Starting at the line that contains "Where can the green moss", quote each line exactly through the last line of the entries, both included.

** begin Provided data **

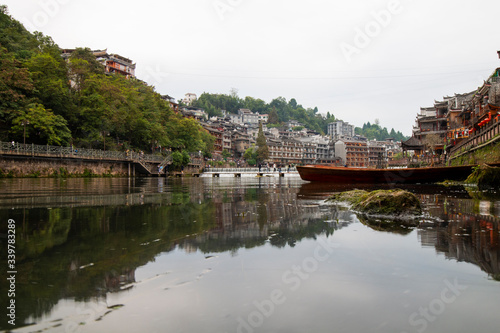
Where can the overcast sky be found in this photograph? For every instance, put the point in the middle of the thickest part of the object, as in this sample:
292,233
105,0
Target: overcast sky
359,59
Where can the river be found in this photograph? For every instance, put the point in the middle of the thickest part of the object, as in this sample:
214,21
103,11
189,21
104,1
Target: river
243,255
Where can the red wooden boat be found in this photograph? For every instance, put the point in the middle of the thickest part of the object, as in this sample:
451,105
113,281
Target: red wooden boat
344,175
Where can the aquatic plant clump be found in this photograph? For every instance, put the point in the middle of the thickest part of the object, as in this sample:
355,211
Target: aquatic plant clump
381,202
486,177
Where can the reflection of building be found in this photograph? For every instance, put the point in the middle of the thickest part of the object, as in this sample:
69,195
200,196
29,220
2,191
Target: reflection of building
465,236
252,217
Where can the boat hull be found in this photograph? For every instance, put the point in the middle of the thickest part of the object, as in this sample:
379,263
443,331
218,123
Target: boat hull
342,175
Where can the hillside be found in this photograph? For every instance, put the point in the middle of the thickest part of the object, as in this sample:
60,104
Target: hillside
48,100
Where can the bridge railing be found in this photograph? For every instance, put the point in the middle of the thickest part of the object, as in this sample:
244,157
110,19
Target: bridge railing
256,170
15,148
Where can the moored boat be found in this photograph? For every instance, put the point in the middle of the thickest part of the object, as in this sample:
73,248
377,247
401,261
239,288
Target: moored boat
344,175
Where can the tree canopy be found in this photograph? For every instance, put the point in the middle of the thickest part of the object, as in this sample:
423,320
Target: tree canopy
50,100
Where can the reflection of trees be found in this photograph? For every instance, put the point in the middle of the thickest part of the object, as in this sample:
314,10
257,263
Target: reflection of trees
467,237
467,232
402,227
84,251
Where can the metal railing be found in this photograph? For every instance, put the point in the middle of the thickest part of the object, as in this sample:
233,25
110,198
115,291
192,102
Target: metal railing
256,170
14,148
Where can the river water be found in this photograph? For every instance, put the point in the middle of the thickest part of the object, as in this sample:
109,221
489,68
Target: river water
244,255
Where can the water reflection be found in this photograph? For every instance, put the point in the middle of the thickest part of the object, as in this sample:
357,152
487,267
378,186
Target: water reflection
85,238
88,245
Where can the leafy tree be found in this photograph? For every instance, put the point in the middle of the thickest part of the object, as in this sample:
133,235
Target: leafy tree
40,125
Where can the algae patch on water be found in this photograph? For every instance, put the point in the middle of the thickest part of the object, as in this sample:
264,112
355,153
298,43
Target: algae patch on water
395,202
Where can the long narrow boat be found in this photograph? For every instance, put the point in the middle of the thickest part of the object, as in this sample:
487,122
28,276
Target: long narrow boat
344,175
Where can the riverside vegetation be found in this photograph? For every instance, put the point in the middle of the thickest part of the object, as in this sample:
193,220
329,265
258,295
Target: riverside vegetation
48,100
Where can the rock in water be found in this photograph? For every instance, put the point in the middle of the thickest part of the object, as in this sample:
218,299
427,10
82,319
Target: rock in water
486,177
382,202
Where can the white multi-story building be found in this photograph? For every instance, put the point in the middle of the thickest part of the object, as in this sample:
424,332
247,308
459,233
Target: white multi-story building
340,128
189,98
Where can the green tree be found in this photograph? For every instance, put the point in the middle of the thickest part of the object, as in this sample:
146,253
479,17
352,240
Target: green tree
40,126
273,117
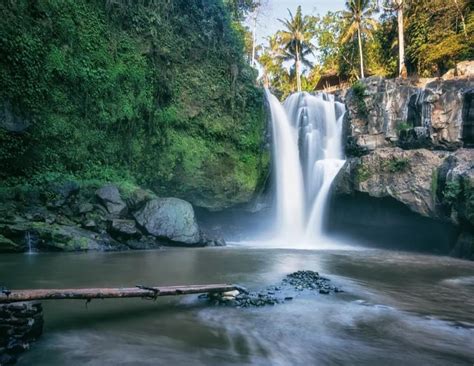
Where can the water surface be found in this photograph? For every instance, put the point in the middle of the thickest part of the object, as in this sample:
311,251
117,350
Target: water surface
397,308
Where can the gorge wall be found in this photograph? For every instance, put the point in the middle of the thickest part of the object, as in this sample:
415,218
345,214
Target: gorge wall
155,93
412,141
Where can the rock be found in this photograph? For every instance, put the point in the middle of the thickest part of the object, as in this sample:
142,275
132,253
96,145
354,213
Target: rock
232,294
138,198
464,247
90,224
124,228
11,121
8,246
85,208
59,193
462,69
407,176
396,112
58,237
170,218
109,195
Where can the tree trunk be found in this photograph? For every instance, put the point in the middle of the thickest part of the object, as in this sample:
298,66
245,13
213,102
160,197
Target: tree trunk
110,293
401,40
359,38
254,40
298,77
463,21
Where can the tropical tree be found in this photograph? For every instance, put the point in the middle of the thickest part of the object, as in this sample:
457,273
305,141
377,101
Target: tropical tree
270,61
296,40
397,6
358,17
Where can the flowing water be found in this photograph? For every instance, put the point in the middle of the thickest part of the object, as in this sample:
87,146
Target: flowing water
396,309
307,155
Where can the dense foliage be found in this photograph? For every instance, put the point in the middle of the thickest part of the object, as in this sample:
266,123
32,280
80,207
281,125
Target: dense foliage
155,92
363,40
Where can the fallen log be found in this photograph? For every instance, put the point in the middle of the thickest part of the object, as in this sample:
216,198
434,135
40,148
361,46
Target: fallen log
111,293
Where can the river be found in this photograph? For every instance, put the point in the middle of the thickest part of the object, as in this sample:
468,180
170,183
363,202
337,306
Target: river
397,308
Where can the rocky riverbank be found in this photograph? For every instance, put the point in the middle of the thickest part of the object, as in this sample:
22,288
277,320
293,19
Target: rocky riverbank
412,140
67,217
293,284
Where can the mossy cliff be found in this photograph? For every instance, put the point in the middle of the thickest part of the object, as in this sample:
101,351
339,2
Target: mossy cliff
154,93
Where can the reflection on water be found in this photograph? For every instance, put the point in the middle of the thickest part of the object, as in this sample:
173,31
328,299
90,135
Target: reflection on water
398,308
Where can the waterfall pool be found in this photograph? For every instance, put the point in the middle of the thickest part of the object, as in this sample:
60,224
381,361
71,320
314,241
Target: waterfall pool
397,308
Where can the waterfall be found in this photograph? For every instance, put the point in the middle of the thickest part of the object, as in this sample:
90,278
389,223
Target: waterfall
307,155
30,240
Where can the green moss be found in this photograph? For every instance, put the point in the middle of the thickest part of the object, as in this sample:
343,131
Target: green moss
359,92
363,173
434,184
451,192
134,93
403,126
8,246
396,165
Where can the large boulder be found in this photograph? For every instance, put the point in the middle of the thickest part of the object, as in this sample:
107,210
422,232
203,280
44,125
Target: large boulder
56,237
109,195
170,218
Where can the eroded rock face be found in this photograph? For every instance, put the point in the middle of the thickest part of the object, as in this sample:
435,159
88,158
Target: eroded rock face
396,112
110,197
436,184
56,237
170,218
406,176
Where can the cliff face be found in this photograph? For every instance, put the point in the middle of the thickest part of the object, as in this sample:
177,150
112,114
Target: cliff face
413,143
153,93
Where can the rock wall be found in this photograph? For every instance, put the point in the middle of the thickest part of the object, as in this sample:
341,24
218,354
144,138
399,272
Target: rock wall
20,324
412,141
66,217
433,114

** end Provided data **

Response below:
Where can the green moss be found in this photograph? For every instance, put the point in the middle of the thickest part of the object, as in this sample:
343,131
Target: green moss
359,92
363,173
434,184
451,192
134,93
403,126
8,246
396,165
Where can the large boulder be found in this photograph? For every instance, put the point in the middle of the thickest part of the object, as in this sample:
107,210
422,232
203,280
44,125
Target: large boulder
56,237
109,195
170,218
Where can the eroded rock face be found in this photograph? For every instance, put the point in the middle of the thickest part of the object, as in this sample:
435,159
88,158
Target: eroded rock face
396,112
110,197
436,184
56,237
170,218
406,176
Where can the cliff face be found in this photograph? For every instance, put the point in the middle of the thickest part of the object, as in this sample:
177,150
112,114
Target: cliff face
413,143
153,93
Where can the rock wall be found in this photograph? For every instance, put the point in the middle of the thickest part of the object, as in this sample:
341,24
218,354
144,138
399,272
Target: rock wall
20,324
412,141
66,217
433,114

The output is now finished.